** RECORDS FOR THIS EXERCISE **
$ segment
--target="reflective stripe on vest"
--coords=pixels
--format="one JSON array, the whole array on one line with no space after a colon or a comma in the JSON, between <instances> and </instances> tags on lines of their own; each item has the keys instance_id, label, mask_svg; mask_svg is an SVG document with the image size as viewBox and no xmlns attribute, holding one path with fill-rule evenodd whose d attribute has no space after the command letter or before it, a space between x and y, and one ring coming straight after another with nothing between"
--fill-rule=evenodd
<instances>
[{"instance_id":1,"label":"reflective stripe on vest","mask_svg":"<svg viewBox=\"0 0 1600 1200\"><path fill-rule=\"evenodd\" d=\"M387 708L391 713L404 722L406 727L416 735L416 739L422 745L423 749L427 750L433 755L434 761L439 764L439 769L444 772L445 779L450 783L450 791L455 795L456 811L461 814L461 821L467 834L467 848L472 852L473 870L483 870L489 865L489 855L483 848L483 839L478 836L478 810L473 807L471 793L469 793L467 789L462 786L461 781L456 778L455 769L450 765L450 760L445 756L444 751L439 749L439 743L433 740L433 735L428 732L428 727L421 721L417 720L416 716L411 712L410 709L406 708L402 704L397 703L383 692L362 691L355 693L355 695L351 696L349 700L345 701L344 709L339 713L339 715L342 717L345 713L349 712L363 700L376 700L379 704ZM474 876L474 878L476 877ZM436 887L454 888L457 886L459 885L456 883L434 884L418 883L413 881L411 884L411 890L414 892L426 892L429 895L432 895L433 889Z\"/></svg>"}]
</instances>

** YOUR OBJECTIVE **
Every line of the listing above is to be set down again without any change.

** ANSWER SPACE **
$ segment
--target="reflective stripe on vest"
--coords=pixels
--format="one JSON array, the whole array on one line with no space after a colon or a comma in the JSON, between <instances> and </instances> tags on lines of their own; each item has the keys instance_id, label, mask_svg; mask_svg is an SVG document with the image size as viewBox and no xmlns attribute, holding one path with fill-rule evenodd whose d attribute has no space after the command letter or before it, a space between x and y, and one ring coming straight after another with nothing between"
--fill-rule=evenodd
<instances>
[{"instance_id":1,"label":"reflective stripe on vest","mask_svg":"<svg viewBox=\"0 0 1600 1200\"><path fill-rule=\"evenodd\" d=\"M387 708L391 713L404 722L406 727L416 735L416 739L422 745L423 749L427 750L433 755L434 761L439 764L439 769L444 772L445 779L450 783L450 791L455 795L456 811L461 814L461 821L467 834L467 848L472 852L473 870L483 870L489 865L489 855L483 848L483 839L478 836L478 810L473 807L471 793L469 793L467 789L462 786L461 781L456 778L455 769L450 765L450 760L445 756L444 751L439 749L439 743L433 740L433 735L428 732L428 727L421 721L417 720L416 716L411 712L410 709L406 708L402 704L397 703L383 692L362 691L355 693L355 695L351 696L349 700L345 701L344 709L339 713L339 715L342 717L345 713L349 712L363 700L376 700L379 704ZM474 876L474 878L476 877ZM436 887L454 888L457 886L459 885L456 883L434 884L418 883L413 881L411 884L411 890L414 892L426 892L429 895L432 895L433 889Z\"/></svg>"}]
</instances>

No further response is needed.